== PROBLEM TO WORK ON ==
Copy exactly, from the beginning of the material below, every line up to and including the one holding "Query: white vertical blind slat", with the pictures left out.
━━━━━━━━━━━━━━━━━━━━━━━━━━━━━━
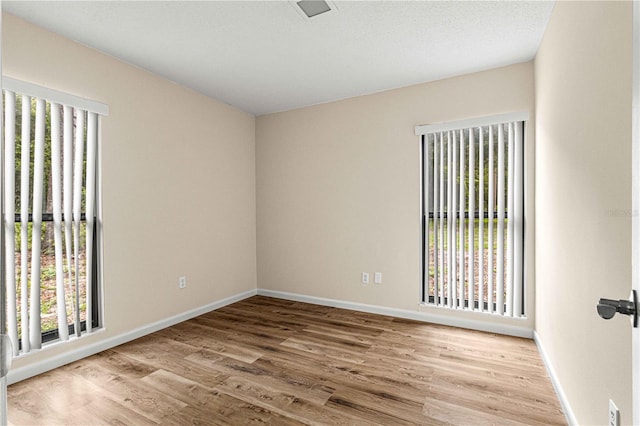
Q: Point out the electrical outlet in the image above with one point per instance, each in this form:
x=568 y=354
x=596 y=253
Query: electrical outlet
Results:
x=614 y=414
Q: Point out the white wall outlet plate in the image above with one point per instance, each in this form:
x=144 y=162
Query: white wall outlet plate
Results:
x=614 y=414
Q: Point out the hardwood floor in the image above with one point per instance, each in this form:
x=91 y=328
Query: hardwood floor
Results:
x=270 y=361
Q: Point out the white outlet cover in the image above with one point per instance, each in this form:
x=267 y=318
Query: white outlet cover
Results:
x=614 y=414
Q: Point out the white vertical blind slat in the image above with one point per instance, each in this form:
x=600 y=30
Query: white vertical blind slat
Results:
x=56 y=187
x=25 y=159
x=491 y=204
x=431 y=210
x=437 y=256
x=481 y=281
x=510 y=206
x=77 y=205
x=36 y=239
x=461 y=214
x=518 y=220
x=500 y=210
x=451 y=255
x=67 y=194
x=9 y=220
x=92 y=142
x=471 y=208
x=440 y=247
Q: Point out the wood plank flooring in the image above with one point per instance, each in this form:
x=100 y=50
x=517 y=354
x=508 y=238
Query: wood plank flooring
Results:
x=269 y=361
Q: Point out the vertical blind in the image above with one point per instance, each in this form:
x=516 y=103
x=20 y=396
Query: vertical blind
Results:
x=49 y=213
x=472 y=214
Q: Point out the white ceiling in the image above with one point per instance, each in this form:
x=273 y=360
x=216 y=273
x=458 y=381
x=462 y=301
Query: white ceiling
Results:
━━━━━━━━━━━━━━━━━━━━━━━━━━━━━━
== SOLUTION FOR THIS PROBLEM ==
Q: Point out the electrical outlet in the image above with one point per instance, each in this form:
x=568 y=354
x=596 y=253
Query: electrical outlet
Results:
x=614 y=414
Q: Point out the white wall outlet plate in the image above with one point per instance, each in this form:
x=144 y=162
Query: white wall outlet plate
Results:
x=614 y=414
Q: Point out the hardwood floor in the image above with one point per instance, each in this form:
x=91 y=328
Query: hardwood floor
Results:
x=270 y=361
Q: Point out the white outlet cover in the image above with one point per instance, each in this form:
x=267 y=318
Query: white outlet cover
Results:
x=614 y=414
Q: Point out the white vertical blind slat in the image above with one point per instance, each in this form:
x=600 y=30
Query: white vertical blind slat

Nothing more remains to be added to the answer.